WHAT IS BEING ASKED
Extract every line of the material below and reproduce it faithfully.

[Some records]
■ ■ ■

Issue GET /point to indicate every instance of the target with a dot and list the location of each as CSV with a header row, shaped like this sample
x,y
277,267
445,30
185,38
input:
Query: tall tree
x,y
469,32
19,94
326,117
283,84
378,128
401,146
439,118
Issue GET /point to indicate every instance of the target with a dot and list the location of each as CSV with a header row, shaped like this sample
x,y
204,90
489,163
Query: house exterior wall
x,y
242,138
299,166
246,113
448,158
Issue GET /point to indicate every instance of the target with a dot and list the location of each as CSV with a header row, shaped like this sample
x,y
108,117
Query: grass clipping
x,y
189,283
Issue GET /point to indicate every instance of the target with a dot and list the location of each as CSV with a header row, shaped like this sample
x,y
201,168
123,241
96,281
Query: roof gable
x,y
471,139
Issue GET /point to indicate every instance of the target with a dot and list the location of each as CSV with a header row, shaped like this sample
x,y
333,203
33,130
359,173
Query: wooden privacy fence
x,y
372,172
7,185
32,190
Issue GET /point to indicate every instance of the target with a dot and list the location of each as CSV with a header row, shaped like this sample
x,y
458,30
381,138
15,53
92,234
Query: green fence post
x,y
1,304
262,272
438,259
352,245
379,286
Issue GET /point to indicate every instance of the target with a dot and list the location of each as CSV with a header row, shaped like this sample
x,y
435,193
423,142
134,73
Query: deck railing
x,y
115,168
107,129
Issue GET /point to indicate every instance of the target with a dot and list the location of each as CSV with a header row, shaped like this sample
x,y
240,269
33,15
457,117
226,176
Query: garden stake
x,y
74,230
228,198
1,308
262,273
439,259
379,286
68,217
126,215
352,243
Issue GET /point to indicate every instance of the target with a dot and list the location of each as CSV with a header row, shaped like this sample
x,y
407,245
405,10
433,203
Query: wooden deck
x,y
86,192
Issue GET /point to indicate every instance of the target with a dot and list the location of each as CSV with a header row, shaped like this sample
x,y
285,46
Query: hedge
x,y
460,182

■ ■ ■

SOLVED EXERCISE
Issue GET /point to indicate every instance of the target with a dot and list the location of each as CSV with a header row, shaped like this sample
x,y
277,267
445,30
185,38
input:
Query: tall tree
x,y
469,32
19,94
326,117
283,84
378,128
401,146
439,118
Issue GET /point to indicate every instance of the target with a dot and list the location of each as CSV with a header row, shaped like this sample
x,y
204,90
489,163
Query: house exterior wall
x,y
242,138
299,166
246,113
448,158
Issue GET /point to indicate every instance of the target with a dot and list the location of each as CSV with a header row, shaped like this sample
x,y
108,117
Query: grass clipping
x,y
189,283
Issue GET /point to indicate every instance of the target with a dot and list the location of each as CSV with a header row, shaped like this sample
x,y
201,168
123,241
96,281
Query: roof gable
x,y
471,139
Issue GET /point to indicate every instance of the target with a dot and list the location of each as CSV with a header row, shaped like this sample
x,y
333,203
33,130
359,173
Query: wooden privacy fence
x,y
372,172
7,185
32,190
Issue GET /point to indicate every instance of the target with a dot and list the location of each as CSV with a header row, shaped like this sample
x,y
458,30
381,138
15,53
92,234
Query: green fence post
x,y
1,304
262,272
438,259
352,245
379,286
Issue GET /point to indicate every instance of the target with a dot and list the location of each as CSV with a header row, shaped like this sample
x,y
435,193
423,142
134,73
Query: deck railing
x,y
115,168
107,129
Issue GET /point to indicate every instance of the target with a dot and list the location of each as CSV with a header row, shaped like this sample
x,y
240,269
33,15
457,117
226,176
Query: garden stake
x,y
74,230
228,198
1,308
262,273
439,259
379,286
68,217
126,215
352,243
Issue GET /point to indicate every instance of the target with a dot and list the location of each as CSV with a header row, shaped like this sample
x,y
407,245
405,10
433,203
Query: wooden deck
x,y
86,192
Issue GET /point to indicate every instance of the target with a dot and list the location of each as CSV with a header row, shaped like this sample
x,y
285,46
Query: hedge
x,y
460,182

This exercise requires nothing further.